*What you should do*
Count the lines in the data that contain the string "positive". Give only the number.

== Information

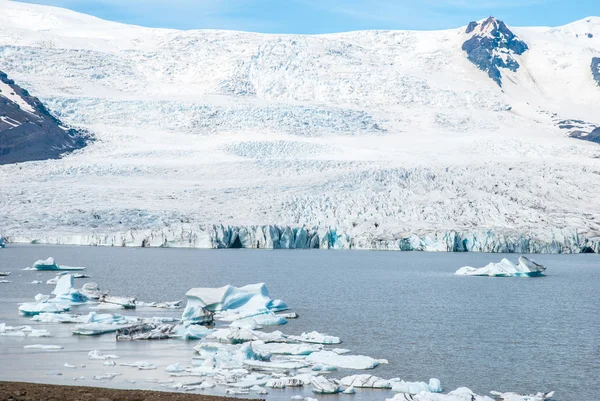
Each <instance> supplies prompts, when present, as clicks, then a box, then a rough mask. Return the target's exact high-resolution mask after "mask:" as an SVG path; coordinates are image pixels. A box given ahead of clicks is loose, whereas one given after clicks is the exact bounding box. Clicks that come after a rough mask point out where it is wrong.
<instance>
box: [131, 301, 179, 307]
mask: <svg viewBox="0 0 600 401" xmlns="http://www.w3.org/2000/svg"><path fill="white" fill-rule="evenodd" d="M136 306H143V307H149V308H160V309H179V308H181V307H183V302H182V301H172V302H142V301H137V302H136Z"/></svg>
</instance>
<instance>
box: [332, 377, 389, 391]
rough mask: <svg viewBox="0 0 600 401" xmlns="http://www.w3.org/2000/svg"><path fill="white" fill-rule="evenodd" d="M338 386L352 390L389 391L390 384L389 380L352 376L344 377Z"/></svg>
mask: <svg viewBox="0 0 600 401" xmlns="http://www.w3.org/2000/svg"><path fill="white" fill-rule="evenodd" d="M340 384H341V385H342V386H346V387H354V388H383V389H390V388H392V384H391V383H390V381H389V380H385V379H382V378H381V377H377V376H373V375H352V376H346V377H344V378H343V379H342V380H340Z"/></svg>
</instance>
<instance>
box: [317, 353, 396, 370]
mask: <svg viewBox="0 0 600 401" xmlns="http://www.w3.org/2000/svg"><path fill="white" fill-rule="evenodd" d="M306 361H307V362H310V363H321V364H324V365H329V366H335V367H337V368H344V369H358V370H363V369H373V368H376V367H377V366H379V364H380V363H382V362H384V361H383V360H377V359H373V358H371V357H369V356H364V355H338V354H336V353H335V352H332V351H319V352H313V353H312V354H310V355H309V356H307V357H306ZM385 362H386V363H387V361H385Z"/></svg>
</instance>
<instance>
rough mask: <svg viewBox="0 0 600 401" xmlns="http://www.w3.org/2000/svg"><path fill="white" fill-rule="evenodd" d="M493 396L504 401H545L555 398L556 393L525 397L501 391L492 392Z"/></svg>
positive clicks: (537, 393) (539, 394)
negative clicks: (501, 392) (545, 400)
mask: <svg viewBox="0 0 600 401" xmlns="http://www.w3.org/2000/svg"><path fill="white" fill-rule="evenodd" d="M490 394H492V395H493V396H496V397H498V399H500V400H502V401H545V400H549V399H550V398H552V397H554V391H550V392H548V393H537V394H532V395H523V394H517V393H501V392H499V391H492V392H490Z"/></svg>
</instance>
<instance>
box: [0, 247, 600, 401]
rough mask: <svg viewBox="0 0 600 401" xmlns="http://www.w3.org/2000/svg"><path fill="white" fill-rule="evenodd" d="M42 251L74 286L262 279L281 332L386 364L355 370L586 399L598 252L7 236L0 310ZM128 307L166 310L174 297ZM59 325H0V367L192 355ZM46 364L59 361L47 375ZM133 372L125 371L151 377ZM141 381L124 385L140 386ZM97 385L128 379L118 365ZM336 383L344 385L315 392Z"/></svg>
mask: <svg viewBox="0 0 600 401" xmlns="http://www.w3.org/2000/svg"><path fill="white" fill-rule="evenodd" d="M48 256H54V257H55V259H56V261H57V263H59V264H65V265H74V266H87V267H88V270H87V271H86V272H87V273H88V274H90V275H91V276H92V278H91V279H88V280H82V281H79V280H78V281H77V282H76V284H78V285H79V286H80V285H81V284H83V283H84V282H85V281H95V282H98V283H99V284H100V286H101V288H102V289H107V290H110V292H111V293H112V294H118V295H131V296H136V297H138V299H140V300H146V301H168V300H176V299H184V294H185V292H186V291H187V290H188V289H190V288H191V287H214V286H222V285H225V284H233V285H237V286H240V285H245V284H250V283H256V282H265V283H267V285H268V287H269V290H270V292H271V296H272V297H274V298H280V299H283V300H285V301H286V302H287V303H288V304H289V305H290V306H291V308H292V310H293V311H295V312H297V313H299V314H300V319H298V320H295V321H290V322H289V323H288V324H287V325H286V326H284V327H283V328H280V329H281V330H282V331H283V332H284V333H287V334H299V333H301V332H303V331H312V330H317V331H320V332H324V333H328V334H331V335H336V336H339V337H341V338H342V339H343V341H344V344H343V347H344V348H349V349H351V350H352V352H353V353H355V354H364V355H369V356H372V357H374V358H386V359H388V360H389V362H390V363H389V365H382V366H380V367H378V368H377V369H375V370H372V371H369V372H368V373H372V374H375V375H378V376H382V377H384V378H392V377H401V378H402V379H404V380H415V381H416V380H419V381H421V380H423V381H427V380H428V379H429V378H430V377H437V378H439V379H440V380H441V382H442V385H443V386H444V388H445V390H452V389H455V388H457V387H460V386H466V387H469V388H471V389H472V390H474V391H476V392H478V393H480V394H485V393H488V392H489V391H490V390H500V391H518V392H534V391H547V390H555V391H557V397H556V398H557V399H560V400H574V401H589V400H594V399H598V392H597V390H598V387H597V386H595V385H590V383H596V382H597V378H598V377H600V291H599V290H600V257H599V256H598V255H535V256H533V259H534V260H535V261H537V262H540V263H542V264H545V265H546V266H547V267H548V271H547V272H548V275H547V276H546V277H543V278H538V279H518V278H517V279H515V278H495V279H492V278H478V277H457V276H454V275H453V273H454V271H456V270H457V269H458V268H459V267H461V266H464V265H471V266H483V265H485V264H487V263H489V262H491V261H499V260H500V259H501V258H502V257H503V256H506V257H508V258H510V259H515V260H516V258H517V256H518V255H492V254H466V253H464V254H459V253H455V254H451V253H416V252H415V253H409V252H368V251H315V250H311V251H301V250H297V251H290V250H283V251H266V250H218V251H216V250H187V249H127V248H99V247H98V248H97V247H70V246H60V247H59V246H39V245H38V246H11V247H9V248H6V249H3V250H0V271H12V275H11V276H10V277H9V278H8V279H9V280H12V281H13V282H12V283H10V284H0V322H6V323H8V324H11V325H17V324H29V321H28V320H27V319H26V318H23V317H19V316H18V313H17V303H18V302H25V301H32V300H33V297H34V296H35V294H37V293H40V292H42V293H50V291H51V290H52V287H51V286H48V285H46V284H41V285H37V286H36V285H33V284H31V282H32V280H42V281H44V282H45V281H46V280H47V279H48V278H51V277H53V276H54V274H53V273H51V272H48V273H38V272H25V271H21V270H20V269H22V268H24V267H26V266H29V265H31V264H32V263H33V262H34V261H35V260H37V259H41V258H46V257H48ZM38 274H42V275H41V276H38ZM76 311H77V310H76ZM137 313H138V314H140V313H141V314H144V313H146V314H148V313H150V314H151V315H160V314H161V313H162V314H171V315H173V316H177V315H178V314H180V313H181V311H176V312H164V311H156V310H152V311H151V312H137ZM61 326H64V328H63V327H61ZM67 326H68V325H46V326H44V328H47V329H48V330H50V331H51V332H53V333H56V338H51V339H36V340H37V341H35V343H49V344H57V343H60V344H64V345H65V350H64V351H61V352H59V353H53V354H48V353H43V352H33V353H32V351H28V352H25V351H24V350H23V348H22V346H23V344H30V343H32V341H33V340H32V339H14V338H1V337H0V359H3V360H4V361H5V362H4V363H2V364H0V377H1V378H3V379H7V380H8V379H12V380H24V381H25V380H31V381H42V382H45V381H50V382H56V383H63V382H65V381H66V380H73V377H76V376H85V375H86V374H87V375H88V376H89V373H86V372H87V371H85V369H88V370H89V369H93V368H94V367H93V366H88V367H86V368H85V369H84V368H82V369H80V370H78V371H77V372H65V369H64V368H62V366H63V364H64V363H65V362H70V361H71V362H70V363H72V361H75V362H77V363H80V362H79V361H80V360H81V363H86V362H88V361H86V359H85V358H86V357H87V351H89V350H91V349H96V348H98V349H106V350H115V352H117V353H118V354H119V355H121V356H122V357H123V356H126V357H129V358H131V359H132V360H153V361H158V362H157V365H159V364H160V363H162V364H163V365H164V366H166V365H168V364H170V363H174V362H181V363H184V364H185V363H187V364H189V363H190V360H191V356H192V355H193V352H192V346H193V345H194V344H193V343H186V342H181V341H175V340H173V341H166V342H152V343H151V344H150V343H147V342H145V343H143V344H140V343H135V344H133V343H119V344H116V343H115V341H114V336H113V335H110V334H109V335H107V336H103V337H102V338H83V339H81V338H77V337H73V336H70V334H69V332H68V330H69V328H70V327H67ZM25 354H27V355H28V357H23V355H25ZM30 354H32V355H30ZM153 358H154V359H153ZM91 362H92V361H89V362H88V365H92V363H91ZM96 369H97V370H98V372H99V373H103V372H105V371H107V369H106V368H104V369H103V368H102V367H96ZM129 369H131V368H129ZM48 370H53V371H62V372H65V373H64V375H63V376H48ZM159 370H160V371H162V368H160V367H159ZM128 372H130V371H128ZM156 372H157V374H158V371H156ZM162 373H163V374H164V372H162ZM352 373H355V372H343V371H342V372H338V373H336V374H335V375H334V376H335V377H342V376H344V375H345V374H352ZM358 373H361V372H358ZM143 374H144V375H145V376H142V375H141V374H140V373H136V375H137V376H136V377H134V378H135V379H138V380H141V381H143V378H144V377H150V374H149V373H148V372H144V373H143ZM128 378H129V376H128ZM140 383H141V382H139V381H138V382H137V384H135V386H138V387H144V386H142V385H140ZM74 384H87V385H98V384H100V383H91V382H77V383H74ZM105 385H110V386H114V387H127V386H129V387H131V386H134V385H133V384H131V383H126V382H125V381H124V380H120V381H119V380H118V378H117V379H114V380H113V381H112V382H110V383H105ZM305 391H307V392H306V393H305V395H308V394H309V393H308V389H307V390H305ZM297 393H298V390H294V391H291V390H285V391H277V390H273V391H271V394H269V395H268V399H270V400H289V397H290V395H293V394H297ZM390 395H391V393H388V392H384V391H375V390H373V391H363V392H360V393H359V394H357V395H356V396H355V397H354V398H353V399H354V400H356V401H360V400H365V401H367V400H384V399H385V398H386V397H389V396H390ZM338 397H339V398H340V399H342V398H343V399H348V397H349V396H328V397H320V398H321V399H328V400H334V399H337V398H338Z"/></svg>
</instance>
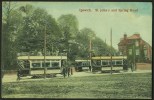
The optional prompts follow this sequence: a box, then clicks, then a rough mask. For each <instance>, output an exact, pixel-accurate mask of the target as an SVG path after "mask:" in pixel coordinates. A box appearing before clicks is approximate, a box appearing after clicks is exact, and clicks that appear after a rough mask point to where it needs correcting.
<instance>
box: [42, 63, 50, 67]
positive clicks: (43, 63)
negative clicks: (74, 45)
mask: <svg viewBox="0 0 154 100" xmlns="http://www.w3.org/2000/svg"><path fill="white" fill-rule="evenodd" d="M45 66H46V67H50V62H46V63H45ZM42 67H44V62H43V63H42Z"/></svg>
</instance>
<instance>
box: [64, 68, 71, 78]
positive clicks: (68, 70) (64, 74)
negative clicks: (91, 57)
mask: <svg viewBox="0 0 154 100" xmlns="http://www.w3.org/2000/svg"><path fill="white" fill-rule="evenodd" d="M62 74H63V76H64V78H65V77H69V76H70V75H71V68H70V67H64V68H63V70H62Z"/></svg>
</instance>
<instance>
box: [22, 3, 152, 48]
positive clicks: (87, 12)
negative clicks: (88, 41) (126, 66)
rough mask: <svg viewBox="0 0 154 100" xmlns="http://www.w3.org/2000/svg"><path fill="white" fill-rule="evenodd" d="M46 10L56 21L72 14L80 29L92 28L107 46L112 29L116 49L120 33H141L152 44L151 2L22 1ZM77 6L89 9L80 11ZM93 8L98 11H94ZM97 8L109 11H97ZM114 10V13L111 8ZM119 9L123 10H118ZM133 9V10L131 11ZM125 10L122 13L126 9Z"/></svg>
mask: <svg viewBox="0 0 154 100" xmlns="http://www.w3.org/2000/svg"><path fill="white" fill-rule="evenodd" d="M26 3H29V4H31V5H33V6H35V7H40V8H43V9H46V10H47V12H48V13H49V14H51V15H52V16H53V18H55V19H56V20H57V18H58V17H60V16H61V15H62V14H73V15H75V16H76V17H77V19H78V22H79V30H80V29H82V28H85V27H87V28H91V29H92V30H93V31H95V34H96V36H98V37H100V38H101V39H103V40H105V39H106V42H107V44H109V45H110V30H111V28H112V36H113V37H112V43H113V44H112V45H113V47H114V48H115V49H118V45H117V44H118V43H119V41H120V38H123V34H124V33H126V34H127V36H131V35H133V34H134V33H136V32H137V33H140V36H141V37H142V39H143V40H145V41H146V42H148V43H149V44H150V45H151V46H152V3H150V2H22V3H21V4H26ZM80 9H91V12H81V11H80ZM95 9H98V10H99V11H98V12H96V11H95ZM100 9H104V10H108V11H107V12H100ZM113 9H114V10H117V11H115V12H113V11H112V10H113ZM119 9H121V10H122V12H119ZM130 9H133V10H134V12H131V11H130ZM127 10H128V12H125V11H127Z"/></svg>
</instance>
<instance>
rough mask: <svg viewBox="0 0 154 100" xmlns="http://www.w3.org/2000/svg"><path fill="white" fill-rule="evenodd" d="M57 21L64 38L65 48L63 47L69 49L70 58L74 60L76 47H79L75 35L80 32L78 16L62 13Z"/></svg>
mask: <svg viewBox="0 0 154 100" xmlns="http://www.w3.org/2000/svg"><path fill="white" fill-rule="evenodd" d="M57 21H58V25H59V28H60V30H61V33H62V38H63V40H64V41H63V43H62V44H63V48H61V49H63V50H67V53H68V59H70V60H74V59H75V54H76V53H75V52H74V48H77V47H76V41H75V37H76V35H77V34H78V20H77V18H76V16H74V15H72V14H67V15H61V16H60V17H59V18H58V20H57ZM74 46H75V47H74Z"/></svg>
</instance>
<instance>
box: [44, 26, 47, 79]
mask: <svg viewBox="0 0 154 100" xmlns="http://www.w3.org/2000/svg"><path fill="white" fill-rule="evenodd" d="M46 70H47V68H46V25H45V32H44V78H46Z"/></svg>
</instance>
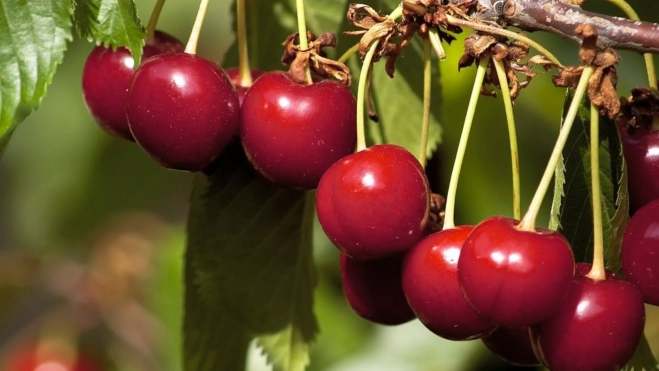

====

*Answer for this exercise*
4